- **Excerpts of labeled region data**:
- - - - - - -
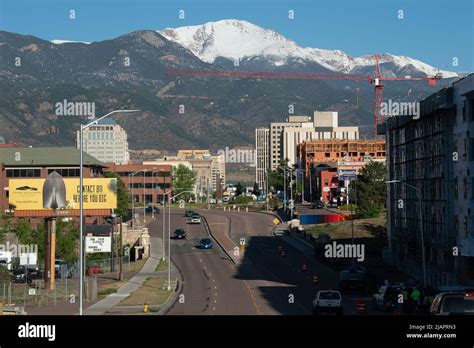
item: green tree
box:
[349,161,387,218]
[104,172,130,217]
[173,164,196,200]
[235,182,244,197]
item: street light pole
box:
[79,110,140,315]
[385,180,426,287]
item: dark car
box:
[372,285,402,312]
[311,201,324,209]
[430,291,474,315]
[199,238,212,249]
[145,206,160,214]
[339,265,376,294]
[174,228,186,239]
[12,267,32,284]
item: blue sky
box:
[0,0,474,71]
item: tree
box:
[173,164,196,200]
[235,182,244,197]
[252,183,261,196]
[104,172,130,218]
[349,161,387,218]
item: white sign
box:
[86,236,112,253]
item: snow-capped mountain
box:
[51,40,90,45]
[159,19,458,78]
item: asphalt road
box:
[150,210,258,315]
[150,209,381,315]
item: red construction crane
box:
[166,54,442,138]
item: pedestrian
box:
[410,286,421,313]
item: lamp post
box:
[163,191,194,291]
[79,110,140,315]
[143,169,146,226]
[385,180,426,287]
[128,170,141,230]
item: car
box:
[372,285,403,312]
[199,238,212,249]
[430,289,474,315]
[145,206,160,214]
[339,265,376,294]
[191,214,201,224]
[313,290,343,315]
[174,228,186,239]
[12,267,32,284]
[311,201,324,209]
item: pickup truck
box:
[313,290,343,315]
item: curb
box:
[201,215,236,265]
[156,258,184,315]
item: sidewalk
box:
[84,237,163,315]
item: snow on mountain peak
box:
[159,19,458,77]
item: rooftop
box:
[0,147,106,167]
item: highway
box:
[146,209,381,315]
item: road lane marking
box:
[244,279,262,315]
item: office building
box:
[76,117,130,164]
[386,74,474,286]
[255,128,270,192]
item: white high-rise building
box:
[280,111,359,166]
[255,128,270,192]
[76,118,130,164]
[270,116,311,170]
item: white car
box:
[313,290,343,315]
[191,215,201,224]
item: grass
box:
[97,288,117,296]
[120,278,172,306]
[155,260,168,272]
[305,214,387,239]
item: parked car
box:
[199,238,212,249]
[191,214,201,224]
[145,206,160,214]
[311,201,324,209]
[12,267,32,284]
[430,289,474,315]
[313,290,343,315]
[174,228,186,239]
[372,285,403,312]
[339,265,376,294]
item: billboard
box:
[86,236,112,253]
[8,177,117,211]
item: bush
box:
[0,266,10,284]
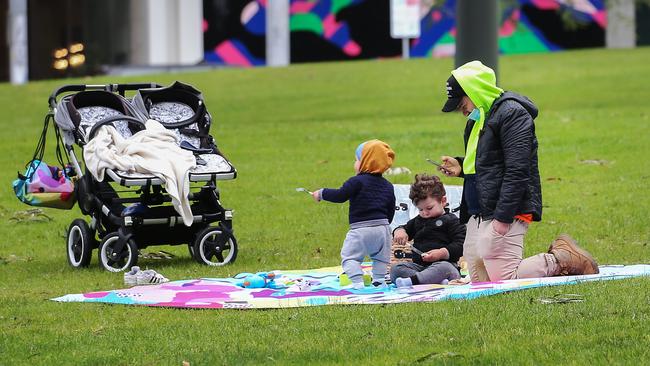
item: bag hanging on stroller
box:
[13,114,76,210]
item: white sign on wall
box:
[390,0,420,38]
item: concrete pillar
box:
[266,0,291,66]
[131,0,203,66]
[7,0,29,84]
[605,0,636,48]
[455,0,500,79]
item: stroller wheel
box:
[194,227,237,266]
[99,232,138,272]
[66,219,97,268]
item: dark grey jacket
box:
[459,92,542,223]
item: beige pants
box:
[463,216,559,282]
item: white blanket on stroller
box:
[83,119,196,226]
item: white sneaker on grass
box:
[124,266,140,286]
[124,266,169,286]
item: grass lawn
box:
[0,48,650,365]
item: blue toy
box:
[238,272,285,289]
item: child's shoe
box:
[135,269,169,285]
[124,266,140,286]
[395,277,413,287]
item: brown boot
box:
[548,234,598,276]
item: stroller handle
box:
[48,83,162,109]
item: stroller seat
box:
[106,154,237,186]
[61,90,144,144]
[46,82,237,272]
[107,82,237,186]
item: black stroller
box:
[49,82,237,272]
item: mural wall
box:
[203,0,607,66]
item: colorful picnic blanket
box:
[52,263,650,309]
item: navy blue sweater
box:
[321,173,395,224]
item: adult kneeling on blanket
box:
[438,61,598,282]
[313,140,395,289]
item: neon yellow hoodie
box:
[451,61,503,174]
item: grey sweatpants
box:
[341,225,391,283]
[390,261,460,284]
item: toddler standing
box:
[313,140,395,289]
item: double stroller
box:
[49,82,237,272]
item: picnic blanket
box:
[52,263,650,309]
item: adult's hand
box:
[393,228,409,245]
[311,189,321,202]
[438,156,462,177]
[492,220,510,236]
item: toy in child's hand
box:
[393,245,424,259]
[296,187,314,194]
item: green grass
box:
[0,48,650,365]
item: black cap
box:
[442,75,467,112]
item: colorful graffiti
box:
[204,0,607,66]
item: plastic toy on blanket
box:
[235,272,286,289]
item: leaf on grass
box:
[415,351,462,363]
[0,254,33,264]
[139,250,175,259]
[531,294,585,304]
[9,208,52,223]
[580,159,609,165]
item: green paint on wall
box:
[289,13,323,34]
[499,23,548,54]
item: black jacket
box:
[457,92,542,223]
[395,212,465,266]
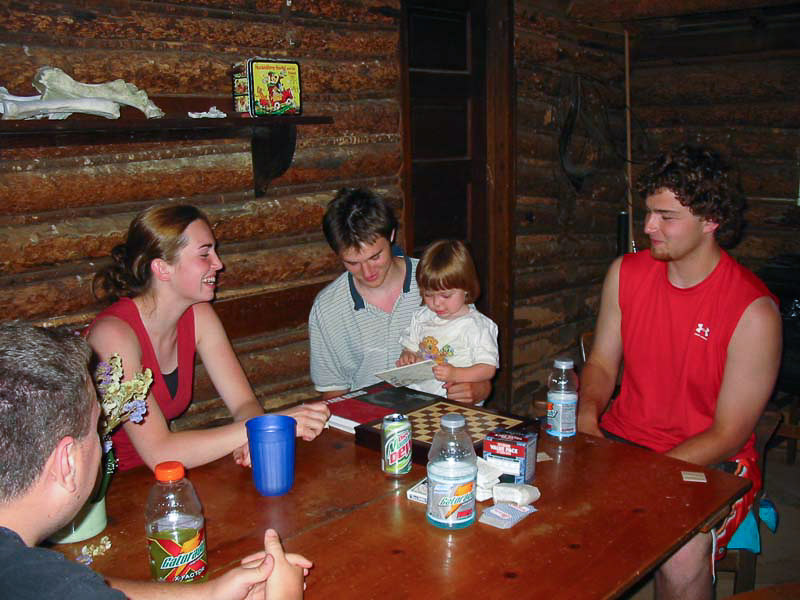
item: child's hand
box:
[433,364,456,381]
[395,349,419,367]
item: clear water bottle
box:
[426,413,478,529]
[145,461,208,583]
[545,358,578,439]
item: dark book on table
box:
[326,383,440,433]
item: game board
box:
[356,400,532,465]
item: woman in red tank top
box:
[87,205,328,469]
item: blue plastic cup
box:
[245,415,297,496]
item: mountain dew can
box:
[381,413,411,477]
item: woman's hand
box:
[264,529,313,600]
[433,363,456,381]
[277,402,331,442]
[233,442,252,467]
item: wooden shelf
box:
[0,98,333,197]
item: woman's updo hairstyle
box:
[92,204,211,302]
- - - - - - -
- **Prompt**:
Reproduce the lines of the items above unchanged, from the line with "item: highway" to the line with "[0,266,10,284]", including both of those lines.

- **Exercise response**:
item: highway
box:
[146,209,381,315]
item: road lane marking
box:
[244,279,262,315]
item: office building
box:
[76,117,130,164]
[386,74,474,286]
[255,128,270,192]
item: white high-rise building
box:
[280,111,359,166]
[255,128,270,192]
[76,118,130,164]
[270,116,311,170]
item: white car
box:
[313,290,343,315]
[191,215,201,224]
item: grass
box:
[97,288,117,296]
[120,278,172,306]
[155,260,168,272]
[305,214,387,239]
item: parked car
box:
[199,238,212,249]
[191,214,201,224]
[145,206,160,214]
[311,201,324,209]
[12,267,32,284]
[430,289,474,315]
[313,290,343,315]
[174,228,186,239]
[372,285,403,312]
[339,265,376,294]
item: billboard
box:
[86,236,112,253]
[8,177,117,211]
item: bush
box:
[0,266,10,284]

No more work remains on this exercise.